• _TASK DETAILS_:
The entries are to be output word for word, with the pictures omitted.

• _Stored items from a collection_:
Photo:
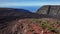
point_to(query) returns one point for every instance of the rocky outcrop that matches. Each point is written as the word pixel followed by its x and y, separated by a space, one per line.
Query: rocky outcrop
pixel 17 21
pixel 53 10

• _REPLY_:
Photo:
point_to(query) returns one point for every instance of the rocky outcrop that matches. Each point is written as the word pixel followed by its x and y, separated by a space, one per line.
Query: rocky outcrop
pixel 17 21
pixel 53 10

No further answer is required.